**Zu erledigen**:
Aus den folgenden Daten sind sämtliche Zeilen zu wiederholen, beginnend mit der Zeile mit „of the groom.“ und weiter bis einschließlich der Zeile mit „[[272, 855]]“. Dabei ist jede Koordinate in den Antworten um 107 zu verschieben, und es sind nur diese Zeilen auszugeben.
####
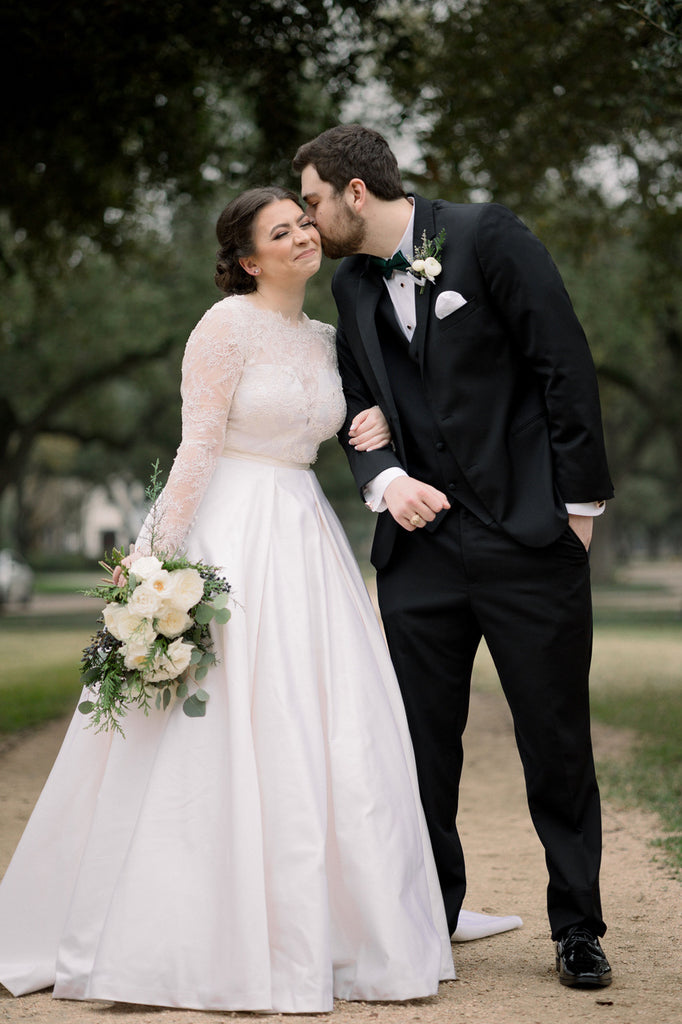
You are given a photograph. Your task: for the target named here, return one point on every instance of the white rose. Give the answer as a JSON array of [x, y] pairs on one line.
[[147, 599], [185, 589], [171, 621], [145, 566], [431, 267]]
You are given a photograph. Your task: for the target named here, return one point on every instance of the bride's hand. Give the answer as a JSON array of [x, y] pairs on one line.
[[370, 430]]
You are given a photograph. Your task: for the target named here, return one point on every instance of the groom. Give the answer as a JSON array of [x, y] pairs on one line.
[[486, 498]]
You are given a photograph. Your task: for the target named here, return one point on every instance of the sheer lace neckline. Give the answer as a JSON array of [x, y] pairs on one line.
[[243, 300]]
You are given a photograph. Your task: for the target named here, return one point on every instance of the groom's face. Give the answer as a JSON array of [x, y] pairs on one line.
[[341, 229]]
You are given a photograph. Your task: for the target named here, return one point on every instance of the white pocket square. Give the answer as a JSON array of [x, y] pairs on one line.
[[448, 302]]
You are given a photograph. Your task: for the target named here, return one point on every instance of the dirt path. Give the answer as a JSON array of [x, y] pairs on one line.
[[508, 979]]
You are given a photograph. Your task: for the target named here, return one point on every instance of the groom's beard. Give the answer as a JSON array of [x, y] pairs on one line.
[[348, 238]]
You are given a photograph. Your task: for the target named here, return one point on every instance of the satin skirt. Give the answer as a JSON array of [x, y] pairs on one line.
[[269, 856]]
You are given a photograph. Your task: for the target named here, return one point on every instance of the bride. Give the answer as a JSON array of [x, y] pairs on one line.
[[272, 855]]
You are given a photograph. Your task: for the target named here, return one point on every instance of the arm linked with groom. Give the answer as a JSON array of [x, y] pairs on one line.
[[486, 500]]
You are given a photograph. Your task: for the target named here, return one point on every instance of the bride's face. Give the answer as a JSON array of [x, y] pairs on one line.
[[286, 243]]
####
**Lösung**:
You are given a photograph. Your task: for the target named here, return one point on every instance of the groom. Give the answer as a JSON array of [x, y] pairs on one line.
[[593, 605]]
You are given a photograph. Your task: for the target named here, return one point on every instance of the sheer lace neckline. Give the answer as a JSON array of [x, y] pairs on one line.
[[350, 407]]
You are given a photograph. Your task: for the target named here, return one point on every instance of the groom's face. Give the answer as a JSON array of [x, y] pairs on one line.
[[448, 336]]
You are given a photograph. Your task: for the target named here, return one point on every instance of the white pocket square. Give the answer as a JSON array of [x, y] pairs on one line.
[[555, 409]]
You are given a photograph. Your task: for the target named here, return one point on every instance of the dirt path. Give the answer as a JSON array of [x, y] pairs on one line.
[[615, 1086]]
You are given a photograph. Your task: for the target named here, return one point on every instance of the groom's beard. Give the answer as a JSON array of [x, y] pairs on one line.
[[455, 345]]
You are given a photograph. Your task: for the target named here, return one point on every instance of the satin skirt. Give the answer as a JSON array of [x, y] pairs on one line.
[[376, 963]]
You are given a photograph. Your task: for the target named here, return one point on every instance of the bride. Give the answer as a JSON array of [x, y] pairs on one line.
[[379, 962]]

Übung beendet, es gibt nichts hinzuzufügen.